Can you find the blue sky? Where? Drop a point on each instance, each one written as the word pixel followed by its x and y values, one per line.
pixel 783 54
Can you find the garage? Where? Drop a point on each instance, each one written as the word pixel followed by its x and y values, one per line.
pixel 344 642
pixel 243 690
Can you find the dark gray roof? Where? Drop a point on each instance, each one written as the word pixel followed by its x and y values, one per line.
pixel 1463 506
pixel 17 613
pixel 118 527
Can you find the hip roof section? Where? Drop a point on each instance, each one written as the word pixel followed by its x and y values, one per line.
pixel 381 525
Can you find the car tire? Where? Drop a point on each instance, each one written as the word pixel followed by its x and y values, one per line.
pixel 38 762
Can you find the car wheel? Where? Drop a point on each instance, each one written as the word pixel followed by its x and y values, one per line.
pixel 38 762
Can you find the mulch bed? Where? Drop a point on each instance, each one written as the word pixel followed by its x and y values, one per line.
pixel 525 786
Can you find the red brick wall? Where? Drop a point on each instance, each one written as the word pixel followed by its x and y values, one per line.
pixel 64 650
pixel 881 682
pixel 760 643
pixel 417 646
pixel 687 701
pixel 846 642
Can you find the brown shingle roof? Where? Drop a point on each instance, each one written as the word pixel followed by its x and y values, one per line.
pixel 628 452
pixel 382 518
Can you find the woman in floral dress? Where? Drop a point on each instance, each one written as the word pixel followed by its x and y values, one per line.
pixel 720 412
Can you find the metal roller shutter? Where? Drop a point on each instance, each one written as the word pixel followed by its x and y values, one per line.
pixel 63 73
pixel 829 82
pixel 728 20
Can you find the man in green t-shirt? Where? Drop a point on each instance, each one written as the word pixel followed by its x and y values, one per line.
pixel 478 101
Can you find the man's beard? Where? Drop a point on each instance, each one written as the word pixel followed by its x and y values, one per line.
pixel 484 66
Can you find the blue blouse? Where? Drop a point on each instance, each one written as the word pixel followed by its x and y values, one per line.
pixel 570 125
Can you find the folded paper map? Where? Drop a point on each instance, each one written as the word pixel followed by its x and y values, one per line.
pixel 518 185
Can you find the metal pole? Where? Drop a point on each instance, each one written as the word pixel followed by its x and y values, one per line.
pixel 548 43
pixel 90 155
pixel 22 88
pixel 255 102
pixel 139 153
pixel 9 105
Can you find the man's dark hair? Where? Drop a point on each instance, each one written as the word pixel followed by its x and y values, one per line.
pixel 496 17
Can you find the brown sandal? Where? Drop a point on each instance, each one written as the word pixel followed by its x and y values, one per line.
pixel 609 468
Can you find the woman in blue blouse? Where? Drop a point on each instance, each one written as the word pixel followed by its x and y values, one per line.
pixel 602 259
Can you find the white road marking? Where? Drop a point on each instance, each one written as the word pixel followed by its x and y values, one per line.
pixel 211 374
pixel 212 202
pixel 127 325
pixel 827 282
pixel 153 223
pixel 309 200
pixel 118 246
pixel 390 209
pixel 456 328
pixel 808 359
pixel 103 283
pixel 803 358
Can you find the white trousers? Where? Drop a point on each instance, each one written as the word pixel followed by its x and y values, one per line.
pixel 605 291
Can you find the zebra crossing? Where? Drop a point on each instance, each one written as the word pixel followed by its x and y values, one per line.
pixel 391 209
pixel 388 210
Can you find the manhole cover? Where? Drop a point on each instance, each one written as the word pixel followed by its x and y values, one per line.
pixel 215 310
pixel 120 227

PROBLEM:
Retype the data. Keep every word as it stands.

WRITTEN ANSWER:
Can you find the blue sky? Where? Drop a point on each instance, each one written as the word pixel followed by its x and y values, one per line.
pixel 783 54
Can you find the garage? Where? Drop a point on each instance, each one written as the word pixel followed by its x and y values, one per line.
pixel 344 642
pixel 243 690
Can you find the dark gray roof? Where? Drop a point on each instance, each one written as the word pixel followed by its x and y values, one per line.
pixel 1463 506
pixel 17 613
pixel 118 527
Can you find the hip roof section? Where? Drop a point on each instance, each one written as the word pixel followed by its x and y values, one per line.
pixel 381 525
Can you find the car tire? Where? Drop a point on each instance, each one written as the word pixel followed by its x and y values, one per line.
pixel 38 762
Can you find the car wheel? Where? Drop a point on each instance, each one written as the word pixel followed by its x and y values, one per line.
pixel 38 762
Can you find the mulch bed? Where? Drop a point on each instance, each one written as the word pixel followed by its x and y values, one per line.
pixel 525 786
Can you find the red brick wall? Where? Drop a point on each instance, each one written as the word pixel followed by its x and y values, one per line.
pixel 64 650
pixel 881 682
pixel 760 643
pixel 417 646
pixel 687 701
pixel 846 642
Can you find the brown shingle roof? Where? Drop a point on each instance, each one written as the word pixel followed by its x and y values, one per line.
pixel 628 452
pixel 382 518
Can you find the woman in floral dress? Where? Drop a point on each instance, each one written as the word pixel followed by its x and y values, one per line.
pixel 720 412
Can you find the metal roller shutter? Where? Drop a point on each instance, each one written as the word pixel followed by its x and y values, one per line.
pixel 63 73
pixel 829 82
pixel 728 20
Can you find the man in green t-shirt? Where? Drop a point on each instance, each one written as the word pixel followed by its x and y values, one per line.
pixel 478 101
Can you find the man's beard? Where? Drop a point on each instance, each one written as the word pixel followed by its x and y values, one per line.
pixel 484 66
Can you find the blue blouse? Where? Drop a point on each instance, each one written as the word pixel followed by its x and y values, one per line.
pixel 570 125
Can you find the folded paper map? Where? Drop a point on each instance, each one written as the word pixel followed by its x and y values, one per line.
pixel 518 185
Can you find the metal pole? Where? Drop a point on each instance, each one written as the word pixel followed by its x and y values, one per line.
pixel 548 43
pixel 90 155
pixel 22 88
pixel 255 102
pixel 139 153
pixel 9 105
Can you find the man's dark hair? Where? Drop a point on each instance, each one written as the word pixel followed by its x and y values, one per line.
pixel 496 17
Can you find the brown sandal? Where? Drop a point on each instance, each one written as the word pixel followed by its x and y values, one per line.
pixel 609 468
Can you find the woman in blue blouse? Where? Drop a point on each instance, each one written as the word pixel followed by its x and y values, one per line.
pixel 602 259
Can you find the white road marking? Where? Drop a point on each instance, each one written as the word pixel followed by its x and y values, one per line.
pixel 211 374
pixel 212 202
pixel 127 325
pixel 827 282
pixel 153 223
pixel 309 200
pixel 118 246
pixel 390 209
pixel 456 328
pixel 808 359
pixel 103 283
pixel 803 358
Can you find the white trousers? Where? Drop a point on each instance, each one written as the word pixel followed by its x and y values, one per line.
pixel 605 291
Can you find the zebra crossing? Where? Drop a point on each instance, each one written as the word pixel followed by its x and y values, one per line.
pixel 391 209
pixel 388 210
Can you find the manhole cover? Where? Drop a point on each instance, each one written as the word pixel followed by its x and y values, one per line.
pixel 215 310
pixel 120 227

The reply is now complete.